▶ **What you have to do**:
Could you restate every entry word for word, leaving the pictures out?

Records excerpted from a collection:
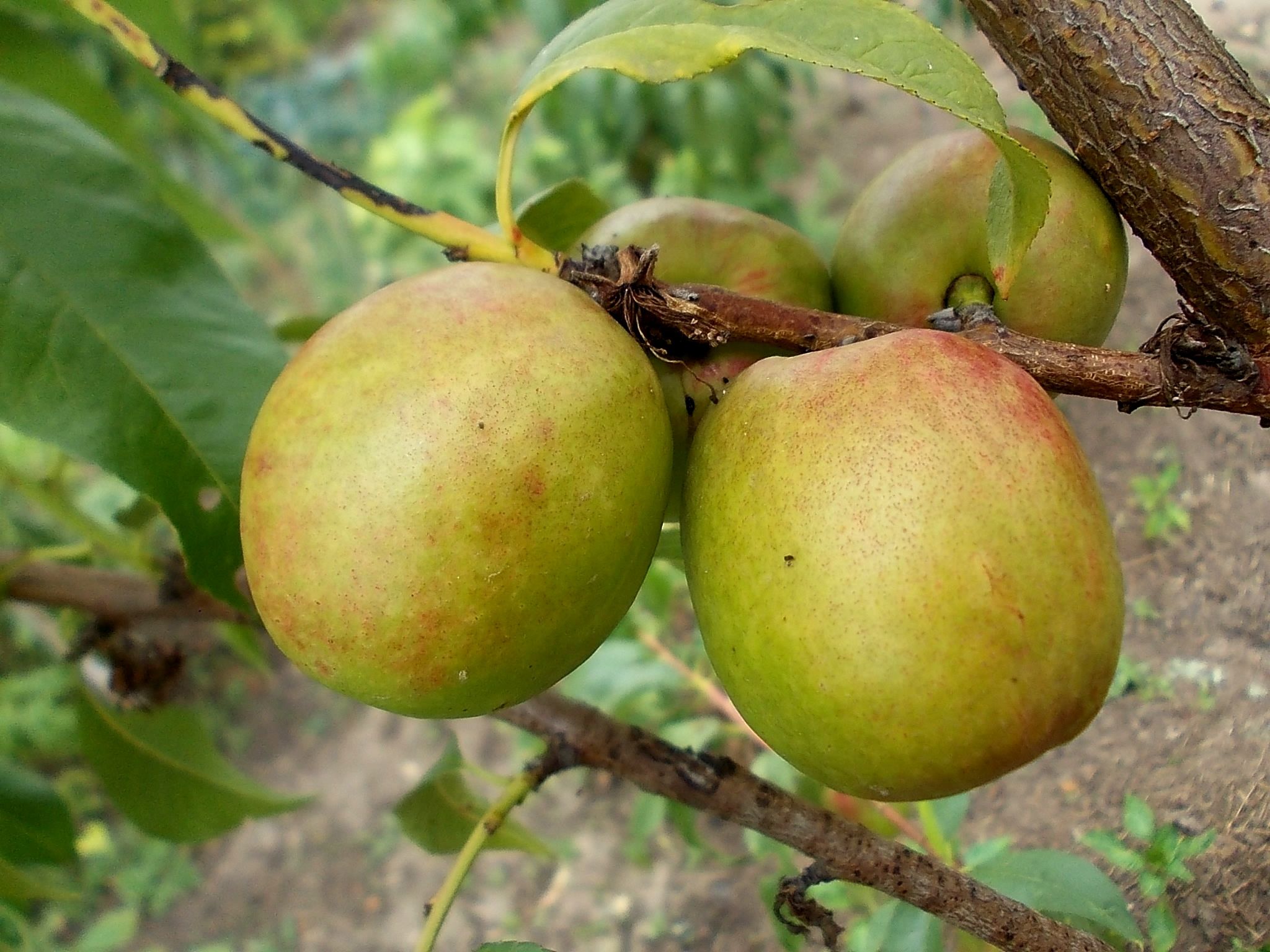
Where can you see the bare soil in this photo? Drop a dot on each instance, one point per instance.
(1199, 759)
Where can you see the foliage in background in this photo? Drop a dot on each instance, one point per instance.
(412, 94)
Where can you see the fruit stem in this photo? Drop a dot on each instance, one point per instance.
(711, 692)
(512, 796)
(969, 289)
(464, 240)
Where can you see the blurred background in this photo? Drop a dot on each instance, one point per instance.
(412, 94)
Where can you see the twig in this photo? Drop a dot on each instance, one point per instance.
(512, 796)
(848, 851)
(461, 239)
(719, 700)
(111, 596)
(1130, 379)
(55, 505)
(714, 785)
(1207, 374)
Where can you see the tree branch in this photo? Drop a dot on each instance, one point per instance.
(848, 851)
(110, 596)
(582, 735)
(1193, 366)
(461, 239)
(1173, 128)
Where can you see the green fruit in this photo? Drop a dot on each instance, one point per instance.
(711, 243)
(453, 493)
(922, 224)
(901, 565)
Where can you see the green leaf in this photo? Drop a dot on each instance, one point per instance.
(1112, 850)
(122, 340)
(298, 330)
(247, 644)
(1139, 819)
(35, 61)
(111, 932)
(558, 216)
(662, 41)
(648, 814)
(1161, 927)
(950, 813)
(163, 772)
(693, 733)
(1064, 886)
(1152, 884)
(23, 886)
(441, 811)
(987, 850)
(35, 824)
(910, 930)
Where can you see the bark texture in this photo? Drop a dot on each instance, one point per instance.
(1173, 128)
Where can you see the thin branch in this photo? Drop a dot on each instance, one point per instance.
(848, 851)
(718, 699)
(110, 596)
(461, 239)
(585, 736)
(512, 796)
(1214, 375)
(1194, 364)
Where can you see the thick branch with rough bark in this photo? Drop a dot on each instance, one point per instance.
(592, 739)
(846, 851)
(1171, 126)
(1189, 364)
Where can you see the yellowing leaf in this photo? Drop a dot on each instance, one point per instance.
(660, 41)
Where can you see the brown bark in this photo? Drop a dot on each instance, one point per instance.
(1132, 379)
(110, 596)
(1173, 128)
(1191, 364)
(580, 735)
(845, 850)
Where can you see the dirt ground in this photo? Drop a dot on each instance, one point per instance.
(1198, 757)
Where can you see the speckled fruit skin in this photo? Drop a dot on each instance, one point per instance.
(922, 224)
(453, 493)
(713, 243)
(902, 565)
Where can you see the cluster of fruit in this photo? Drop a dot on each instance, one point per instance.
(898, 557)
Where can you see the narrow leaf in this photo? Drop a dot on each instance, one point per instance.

▶ **The completed task**:
Where can you see the bare soil in this photo? Drop a dot on each instance, one point per instance.
(1199, 759)
Where can you see the foliage in background in this photo? Drop a dot on each instance, one point per instance.
(412, 94)
Where can you see the fruit stem in this photo? Drop a dot on each instance, one point per instance.
(711, 692)
(512, 796)
(969, 289)
(464, 240)
Where can you see the blurred background in this photo? Drop a dot on each instance, one point per instance.
(412, 94)
Where can you see the twig in this photo? Drop a dot on each instance, one point per instance.
(512, 796)
(848, 851)
(461, 239)
(719, 700)
(111, 596)
(1130, 379)
(55, 505)
(714, 785)
(1207, 374)
Where can you see the tree branch in this photo? Drop a dot on each instance, one point per instance.
(848, 851)
(110, 596)
(582, 735)
(1193, 366)
(461, 239)
(1173, 128)
Where can you see the green fruit in this photo? Drop a dot on each instance, one point per instance.
(711, 243)
(453, 493)
(922, 224)
(901, 565)
Where can you see the green leaf in this photo? Drop a dot on each instance, one point per instance.
(1112, 850)
(122, 340)
(298, 330)
(247, 644)
(1139, 819)
(35, 61)
(111, 932)
(558, 216)
(662, 41)
(648, 814)
(1161, 927)
(950, 813)
(163, 772)
(693, 733)
(1064, 886)
(1152, 884)
(23, 886)
(441, 811)
(987, 850)
(35, 824)
(910, 930)
Where can you see the bark texture in this photo? Drop a dot on each instance, one point per instance.
(1173, 128)
Where can you see the thin branch in this photo? Drop a dot on each instance, one point per instance.
(848, 851)
(718, 699)
(110, 596)
(461, 239)
(585, 736)
(512, 796)
(1214, 375)
(1194, 364)
Where can you see the thick branch with rough bark in this photo? Drop a dot on each instance, one point per instance.
(592, 739)
(846, 851)
(1171, 126)
(1189, 364)
Where can you see the yellowing leaf in this photo? Drop a dot on each instance, one point per instance.
(660, 41)
Where can you see the brown bark in this photo? Drop a dot on each instance, one point per instance.
(1132, 379)
(110, 596)
(1173, 128)
(1191, 364)
(580, 735)
(845, 850)
Where can you see the dirt ground in this photo? Drop a dot on each instance, one point per instance.
(1198, 757)
Where can you see the speckled fruit skin in this photo? Drop a dot on each instance, one point per instance.
(922, 224)
(453, 493)
(713, 243)
(902, 565)
Where can you see the cluster of fruit in this photo? Drop a dot on each instance, one point per instance.
(898, 557)
Where can you see the narrow leaf in this photo? Drop a dot on each instance, one point per instance.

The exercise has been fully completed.